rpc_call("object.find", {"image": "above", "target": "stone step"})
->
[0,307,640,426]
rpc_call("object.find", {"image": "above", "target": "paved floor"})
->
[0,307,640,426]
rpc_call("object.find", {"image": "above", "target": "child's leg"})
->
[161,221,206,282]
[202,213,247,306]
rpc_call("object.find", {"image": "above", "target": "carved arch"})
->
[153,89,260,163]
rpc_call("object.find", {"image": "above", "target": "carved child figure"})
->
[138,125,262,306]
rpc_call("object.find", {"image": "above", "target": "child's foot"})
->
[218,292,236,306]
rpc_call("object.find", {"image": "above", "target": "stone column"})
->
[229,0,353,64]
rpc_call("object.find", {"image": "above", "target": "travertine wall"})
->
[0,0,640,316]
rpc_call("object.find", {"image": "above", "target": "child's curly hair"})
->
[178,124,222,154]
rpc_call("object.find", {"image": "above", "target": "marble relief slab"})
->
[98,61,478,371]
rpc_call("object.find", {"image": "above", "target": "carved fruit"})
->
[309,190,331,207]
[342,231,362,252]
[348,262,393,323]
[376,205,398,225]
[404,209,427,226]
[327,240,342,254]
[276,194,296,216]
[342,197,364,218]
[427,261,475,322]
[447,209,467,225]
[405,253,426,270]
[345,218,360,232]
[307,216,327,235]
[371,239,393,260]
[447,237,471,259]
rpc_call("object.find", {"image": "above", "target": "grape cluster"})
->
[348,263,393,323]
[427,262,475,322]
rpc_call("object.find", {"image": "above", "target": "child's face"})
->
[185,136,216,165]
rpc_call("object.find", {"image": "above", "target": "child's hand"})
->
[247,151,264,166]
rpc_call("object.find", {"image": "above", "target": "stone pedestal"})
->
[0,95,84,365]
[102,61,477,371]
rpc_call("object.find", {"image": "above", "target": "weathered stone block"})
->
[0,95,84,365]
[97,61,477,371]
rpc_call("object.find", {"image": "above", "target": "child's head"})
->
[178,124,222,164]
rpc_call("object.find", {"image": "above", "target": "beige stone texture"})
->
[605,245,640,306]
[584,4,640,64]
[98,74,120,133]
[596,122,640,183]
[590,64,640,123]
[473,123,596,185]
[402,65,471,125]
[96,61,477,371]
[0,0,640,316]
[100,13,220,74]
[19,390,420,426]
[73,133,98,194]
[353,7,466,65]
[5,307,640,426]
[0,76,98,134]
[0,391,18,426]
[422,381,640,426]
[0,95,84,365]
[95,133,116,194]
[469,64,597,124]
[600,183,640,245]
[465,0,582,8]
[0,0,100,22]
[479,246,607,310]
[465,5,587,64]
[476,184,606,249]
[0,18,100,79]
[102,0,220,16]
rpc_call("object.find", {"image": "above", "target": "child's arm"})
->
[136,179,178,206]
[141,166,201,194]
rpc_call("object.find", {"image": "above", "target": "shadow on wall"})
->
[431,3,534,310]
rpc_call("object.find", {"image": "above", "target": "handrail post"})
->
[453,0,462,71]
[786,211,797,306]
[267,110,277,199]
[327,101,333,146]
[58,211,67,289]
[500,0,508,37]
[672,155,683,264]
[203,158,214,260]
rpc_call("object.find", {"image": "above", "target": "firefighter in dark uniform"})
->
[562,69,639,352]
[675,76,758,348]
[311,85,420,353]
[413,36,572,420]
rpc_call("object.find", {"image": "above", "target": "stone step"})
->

━━━

# Given problem
Rewrite all of the records above, replacing every occurrence of "object.find" with "object.locate" and leaving everything else unchanged.

# Correct result
rpc_call("object.locate", {"image": "above", "target": "stone step"})
->
[0,307,640,426]
rpc_call("object.locate", {"image": "above", "target": "paved floor"})
->
[0,307,640,426]
rpc_call("object.locate", {"image": "above", "target": "child's leg"})
->
[161,221,206,282]
[202,213,247,306]
rpc_call("object.locate", {"image": "above", "target": "carved arch"})
->
[153,89,260,163]
rpc_call("object.locate", {"image": "above", "target": "carved child figure"})
->
[138,125,262,306]
rpc_call("object.locate", {"image": "above", "target": "child's foot"})
->
[218,292,236,306]
rpc_call("object.locate", {"image": "above", "target": "stone column"})
->
[229,0,353,64]
rpc_call("object.locate", {"image": "above", "target": "travertine wall"})
->
[0,0,640,316]
rpc_call("object.locate", {"image": "above", "target": "child's curly hair"})
->
[178,124,222,154]
rpc_call("object.locate", {"image": "above", "target": "marble relief slab"})
->
[98,61,478,371]
rpc_call("object.locate", {"image": "above", "target": "carved fruit"})
->
[309,190,331,207]
[342,231,362,252]
[348,262,393,323]
[376,205,398,225]
[404,209,427,226]
[327,240,342,254]
[276,194,296,216]
[342,197,364,218]
[427,261,475,322]
[447,209,467,225]
[405,253,426,270]
[345,218,360,232]
[307,216,327,235]
[371,239,393,260]
[447,237,471,259]
rpc_call("object.locate", {"image": "above", "target": "grape cluster"})
->
[348,263,393,323]
[427,262,475,322]
rpc_call("object.locate", {"image": "above", "target": "child's face"})
->
[185,136,216,165]
rpc_call("object.locate", {"image": "above", "target": "child's hand"})
->
[247,151,264,166]
rpc_call("object.locate", {"image": "above", "target": "stone pedestal"})
->
[0,95,84,365]
[102,61,477,371]
rpc_call("object.locate", {"image": "above", "target": "weathered stone block"})
->
[0,95,84,365]
[97,61,477,371]
rpc_call("object.locate", {"image": "above", "target": "child's head"})
->
[178,124,222,164]
rpc_call("object.locate", {"image": "above", "target": "beige stone texture"})
->
[605,245,640,306]
[584,4,640,64]
[98,74,120,133]
[596,122,640,183]
[590,64,640,123]
[473,123,596,185]
[402,65,471,125]
[96,61,477,371]
[0,0,640,316]
[100,13,220,74]
[19,390,420,426]
[73,133,98,194]
[353,7,466,65]
[5,307,640,426]
[0,76,98,134]
[0,391,18,426]
[422,381,640,426]
[0,95,84,365]
[95,133,116,194]
[469,64,597,124]
[600,183,640,245]
[465,0,582,8]
[0,0,100,22]
[479,246,607,310]
[465,5,587,64]
[476,184,606,249]
[0,18,100,79]
[102,0,220,16]
rpc_call("object.locate", {"image": "above", "target": "child's arm"})
->
[136,179,178,206]
[141,166,201,194]
rpc_call("object.locate", {"image": "above", "target": "shadow on wall"})
->
[431,3,534,310]
rpc_call("object.locate", {"image": "above", "target": "handrail post"})
->
[453,0,462,71]
[786,211,797,306]
[267,110,277,199]
[327,101,333,146]
[58,211,67,289]
[500,0,508,37]
[672,155,683,264]
[203,158,214,260]
rpc_call("object.locate", {"image": "above", "target": "firefighter in dark uniform"})
->
[562,69,639,352]
[675,76,758,348]
[311,85,420,353]
[413,36,572,420]
rpc_call("object.locate", {"image": "above", "target": "stone step"})
->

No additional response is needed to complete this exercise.